(Records from a collection)
--- Begin ---

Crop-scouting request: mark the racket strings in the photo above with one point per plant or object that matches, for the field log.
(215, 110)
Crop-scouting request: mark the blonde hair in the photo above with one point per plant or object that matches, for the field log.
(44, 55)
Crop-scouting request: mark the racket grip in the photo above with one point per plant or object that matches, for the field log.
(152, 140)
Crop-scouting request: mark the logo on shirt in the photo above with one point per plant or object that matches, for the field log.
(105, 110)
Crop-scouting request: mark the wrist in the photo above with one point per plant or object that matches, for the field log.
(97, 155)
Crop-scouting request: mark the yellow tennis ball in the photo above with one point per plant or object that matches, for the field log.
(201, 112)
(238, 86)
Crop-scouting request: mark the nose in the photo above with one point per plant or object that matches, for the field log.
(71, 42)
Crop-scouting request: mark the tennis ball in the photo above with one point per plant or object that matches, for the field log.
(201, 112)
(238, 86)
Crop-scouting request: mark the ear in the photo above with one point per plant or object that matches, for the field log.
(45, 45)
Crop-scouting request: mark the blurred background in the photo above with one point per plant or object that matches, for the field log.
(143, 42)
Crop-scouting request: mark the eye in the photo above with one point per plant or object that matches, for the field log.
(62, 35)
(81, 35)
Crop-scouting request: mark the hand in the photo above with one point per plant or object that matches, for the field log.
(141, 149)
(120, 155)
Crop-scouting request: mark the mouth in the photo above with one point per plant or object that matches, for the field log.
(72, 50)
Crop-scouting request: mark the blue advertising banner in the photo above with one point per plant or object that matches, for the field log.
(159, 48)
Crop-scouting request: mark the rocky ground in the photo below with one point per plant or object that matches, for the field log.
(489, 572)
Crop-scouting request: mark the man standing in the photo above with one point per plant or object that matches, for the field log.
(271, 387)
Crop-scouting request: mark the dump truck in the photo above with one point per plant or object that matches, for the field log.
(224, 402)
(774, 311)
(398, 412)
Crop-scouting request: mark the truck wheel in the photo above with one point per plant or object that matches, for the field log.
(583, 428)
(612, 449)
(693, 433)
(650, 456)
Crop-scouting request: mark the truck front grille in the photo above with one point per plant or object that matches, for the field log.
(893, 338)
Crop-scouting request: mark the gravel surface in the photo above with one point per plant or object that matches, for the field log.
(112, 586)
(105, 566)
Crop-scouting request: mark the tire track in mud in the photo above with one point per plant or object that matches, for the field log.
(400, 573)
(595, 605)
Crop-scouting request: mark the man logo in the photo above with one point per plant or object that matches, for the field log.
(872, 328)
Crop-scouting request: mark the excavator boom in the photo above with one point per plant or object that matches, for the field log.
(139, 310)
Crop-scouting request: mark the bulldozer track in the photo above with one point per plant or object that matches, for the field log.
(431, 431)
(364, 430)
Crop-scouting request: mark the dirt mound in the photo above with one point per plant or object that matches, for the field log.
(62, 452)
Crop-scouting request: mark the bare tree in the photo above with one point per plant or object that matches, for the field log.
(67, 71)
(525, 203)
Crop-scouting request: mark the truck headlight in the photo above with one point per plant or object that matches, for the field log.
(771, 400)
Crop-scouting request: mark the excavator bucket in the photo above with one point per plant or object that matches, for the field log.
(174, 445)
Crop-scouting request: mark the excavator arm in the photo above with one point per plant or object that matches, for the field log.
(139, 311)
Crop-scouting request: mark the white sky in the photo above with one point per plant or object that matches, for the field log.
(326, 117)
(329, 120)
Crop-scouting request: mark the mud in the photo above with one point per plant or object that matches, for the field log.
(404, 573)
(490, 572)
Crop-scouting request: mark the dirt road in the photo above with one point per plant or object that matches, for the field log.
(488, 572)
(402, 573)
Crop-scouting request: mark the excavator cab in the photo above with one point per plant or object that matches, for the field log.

--- End ---

REQUIRED WORK =
Extract the complete set of records unchanged.

WRITTEN SOLUTION =
Crop-scouting request: mark the racket strings in the photo above with one point per plant or object that matches, for the field log.
(215, 110)
Crop-scouting request: mark the blonde hair in the photo above with one point per plant or object that matches, for the field log.
(44, 55)
Crop-scouting request: mark the racket grip in the photo above with one point per plant or object that matches, for the field log.
(152, 140)
Crop-scouting request: mark the logo on shirt in the photo above with one point per plant or object that matches, for the field log.
(105, 110)
Crop-scouting request: mark the wrist in the photo above with one point per plant or object that matches, for the field log.
(97, 155)
Crop-scouting request: mark the yellow tennis ball in the photo above with one point per plant or object that matches, for the field log.
(201, 112)
(238, 86)
Crop-scouting request: mark the nose in the photo above with one point per plant or object that matches, for the field log.
(71, 42)
Crop-scouting request: mark the tennis ball in the photo above with one point per plant or object that matches, for the field log.
(201, 112)
(238, 86)
Crop-scouting request: mark the ear in the photo above with one point per plant or object that matches, for the field log.
(45, 45)
Crop-scouting request: mark the blurred background in the photo above with one point per plant or object that matches, for the field log.
(143, 42)
Crop-scouting request: mark the eye in the photo above with one point per plant or object that matches, for the field log.
(62, 35)
(81, 35)
Crop-scouting request: mark the hand in the photo above with one point per plant or object that matches, for the field log.
(141, 149)
(120, 155)
Crop-scouting request: mark the mouth in the photo above with one point per plant or object that matches, for the field log.
(72, 50)
Crop-scouting request: mark the blue advertising banner in the photo above with one point per plant or object that matches, for the field log.
(159, 48)
Crop-scouting request: mark the rocky ground in the photo below with one point per plant or object that matches, for the field log.
(489, 572)
Crop-scouting request: mark the man standing in the photo above with one point per plant or object that matches, for the field log.
(271, 387)
Crop-scouting request: mark the dump truck in the photo above with one point per plant or object that matches, for the field log.
(224, 402)
(774, 311)
(398, 412)
Crop-scouting request: mark the truck wheel in the photo above with one point per plant or object that matches, for the field log.
(583, 428)
(612, 449)
(693, 433)
(650, 456)
Crop-scouting request: mark the truck front grille in the photo above with one point per plant or object that matches, for the field log.
(893, 338)
Crop-scouting request: mark the gravel surface in the photo above with one point per plant or object that matches, for the field log.
(112, 586)
(105, 566)
Crop-scouting request: mark the tire track in mud in the photo above with one point per plant or object that matches, for the field log.
(400, 573)
(595, 605)
Crop-scouting request: mark the man logo in the photo above with one point per plant or object that matches, for the field log.
(872, 328)
Crop-scouting request: mark the excavator boom in the photo above with one point per plant or object that matches, for the field log.
(139, 310)
Crop-scouting request: mark the bulldozer track in the photo above with one point per plant or object that matches, for the field log.
(431, 431)
(364, 430)
Crop-scouting request: mark the dirt mound in the photo above with one point per plant or object that matches, for the field log.
(62, 452)
Crop-scouting request: mark the bare tree in the photo above with one point per plant or object that matches, for the field log.
(67, 71)
(525, 203)
Crop-scouting request: mark the truck headlight in the photo above with one point per plant or object that matches, for the field log.
(771, 400)
Crop-scouting request: mark the excavator bucket in the photo above with one point per plant or object that matches, for the field log.
(174, 445)
Crop-scouting request: mark the excavator arm in the photo above with one point per plant or object that matches, for the field log.
(139, 311)
Crop-scouting request: mark the white sky in the photo above with one point per plant or object that matches, for the field log.
(326, 117)
(329, 120)
Crop-scouting request: mark the mud in the photo above with one point per plant or object that matches, for the field log.
(404, 573)
(490, 572)
Crop-scouting request: mark the dirt road in the photo above with one point per plant or object that matches, for the field log.
(488, 572)
(402, 573)
Crop-scouting request: mark the excavator cab in the photo above with one point per plant or object that matches, for the field log.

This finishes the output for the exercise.